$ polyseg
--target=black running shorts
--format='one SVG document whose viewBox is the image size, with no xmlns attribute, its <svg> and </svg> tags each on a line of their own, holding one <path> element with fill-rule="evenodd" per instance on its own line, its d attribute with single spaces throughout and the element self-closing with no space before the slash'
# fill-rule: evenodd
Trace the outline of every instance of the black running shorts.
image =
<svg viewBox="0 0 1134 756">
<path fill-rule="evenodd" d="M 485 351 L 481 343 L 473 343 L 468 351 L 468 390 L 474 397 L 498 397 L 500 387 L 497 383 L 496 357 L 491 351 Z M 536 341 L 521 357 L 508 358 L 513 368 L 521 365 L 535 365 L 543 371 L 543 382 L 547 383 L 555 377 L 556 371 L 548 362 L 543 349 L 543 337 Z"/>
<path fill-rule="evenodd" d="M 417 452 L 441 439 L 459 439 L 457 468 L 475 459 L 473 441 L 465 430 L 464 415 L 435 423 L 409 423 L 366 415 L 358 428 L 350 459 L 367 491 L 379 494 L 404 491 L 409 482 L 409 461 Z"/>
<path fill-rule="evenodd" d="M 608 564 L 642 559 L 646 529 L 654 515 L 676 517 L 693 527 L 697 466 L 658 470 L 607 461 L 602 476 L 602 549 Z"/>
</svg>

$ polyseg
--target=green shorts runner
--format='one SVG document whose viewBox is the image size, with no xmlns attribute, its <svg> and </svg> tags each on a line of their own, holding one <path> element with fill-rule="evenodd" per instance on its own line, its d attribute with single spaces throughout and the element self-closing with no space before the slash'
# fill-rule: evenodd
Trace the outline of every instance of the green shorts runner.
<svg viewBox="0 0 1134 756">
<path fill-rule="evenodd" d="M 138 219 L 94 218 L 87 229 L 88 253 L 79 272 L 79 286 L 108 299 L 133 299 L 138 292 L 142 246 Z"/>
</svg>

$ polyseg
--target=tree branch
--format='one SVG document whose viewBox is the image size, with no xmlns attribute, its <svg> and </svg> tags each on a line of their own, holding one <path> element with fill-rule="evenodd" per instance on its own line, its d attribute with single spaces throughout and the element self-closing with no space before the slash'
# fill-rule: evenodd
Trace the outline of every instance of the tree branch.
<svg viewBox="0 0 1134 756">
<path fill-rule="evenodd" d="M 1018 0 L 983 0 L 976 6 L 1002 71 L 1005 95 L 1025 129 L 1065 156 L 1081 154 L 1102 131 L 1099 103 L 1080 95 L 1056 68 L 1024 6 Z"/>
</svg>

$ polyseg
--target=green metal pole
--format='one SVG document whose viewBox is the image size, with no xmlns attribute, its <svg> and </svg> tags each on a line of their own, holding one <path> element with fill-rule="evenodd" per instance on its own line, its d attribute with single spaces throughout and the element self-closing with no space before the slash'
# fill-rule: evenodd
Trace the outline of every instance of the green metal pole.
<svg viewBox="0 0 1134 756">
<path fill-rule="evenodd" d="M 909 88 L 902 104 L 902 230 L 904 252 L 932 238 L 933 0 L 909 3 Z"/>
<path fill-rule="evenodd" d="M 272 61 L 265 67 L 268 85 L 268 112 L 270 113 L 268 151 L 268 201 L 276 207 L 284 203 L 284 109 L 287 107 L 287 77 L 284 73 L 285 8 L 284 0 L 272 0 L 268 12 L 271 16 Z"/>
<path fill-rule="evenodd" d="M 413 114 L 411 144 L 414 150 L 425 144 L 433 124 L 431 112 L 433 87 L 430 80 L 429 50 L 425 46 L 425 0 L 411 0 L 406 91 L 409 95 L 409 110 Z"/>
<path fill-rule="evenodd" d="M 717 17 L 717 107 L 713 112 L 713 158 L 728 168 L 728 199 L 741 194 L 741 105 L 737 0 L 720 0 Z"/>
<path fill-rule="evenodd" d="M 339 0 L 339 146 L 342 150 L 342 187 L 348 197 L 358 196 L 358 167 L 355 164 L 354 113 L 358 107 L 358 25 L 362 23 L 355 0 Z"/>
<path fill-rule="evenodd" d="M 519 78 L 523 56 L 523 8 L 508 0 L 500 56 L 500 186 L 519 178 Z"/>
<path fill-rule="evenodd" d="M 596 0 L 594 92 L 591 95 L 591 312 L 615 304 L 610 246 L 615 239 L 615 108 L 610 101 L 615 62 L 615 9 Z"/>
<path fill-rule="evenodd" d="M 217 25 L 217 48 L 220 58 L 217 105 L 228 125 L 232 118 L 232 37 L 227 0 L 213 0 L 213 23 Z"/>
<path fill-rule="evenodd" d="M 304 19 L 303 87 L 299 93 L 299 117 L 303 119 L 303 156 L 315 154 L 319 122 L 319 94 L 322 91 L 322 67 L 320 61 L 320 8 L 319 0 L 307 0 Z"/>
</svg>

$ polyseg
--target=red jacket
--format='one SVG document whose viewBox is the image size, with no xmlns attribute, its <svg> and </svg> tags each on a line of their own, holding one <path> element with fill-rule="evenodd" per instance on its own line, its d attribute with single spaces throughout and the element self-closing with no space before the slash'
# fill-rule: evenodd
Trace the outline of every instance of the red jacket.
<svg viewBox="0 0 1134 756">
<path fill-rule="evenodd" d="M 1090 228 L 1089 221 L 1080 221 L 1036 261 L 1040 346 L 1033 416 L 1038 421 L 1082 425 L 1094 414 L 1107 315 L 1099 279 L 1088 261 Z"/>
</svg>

Problem to work on: Can you copy the listing word for word, from its very first line through the line that contains "485 351 L 481", including that line?

The result:
$ polyseg
--target=black running shorts
--format='one SVG document whose viewBox is the image size, with no xmlns attribute, its <svg> and </svg> tags each on a line of their own, holding one <path> element with fill-rule="evenodd" per instance on its own line, its d attribute with single spaces throughout and the element self-closing with no space before the slash'
# fill-rule: evenodd
Trace the outline of every instance of the black running shorts.
image =
<svg viewBox="0 0 1134 756">
<path fill-rule="evenodd" d="M 485 351 L 481 343 L 473 343 L 468 351 L 468 390 L 474 397 L 498 397 L 500 387 L 497 383 L 496 357 L 491 351 Z M 536 341 L 521 357 L 508 358 L 513 368 L 521 365 L 535 365 L 543 371 L 543 382 L 547 383 L 555 377 L 556 371 L 548 362 L 543 349 L 543 337 Z"/>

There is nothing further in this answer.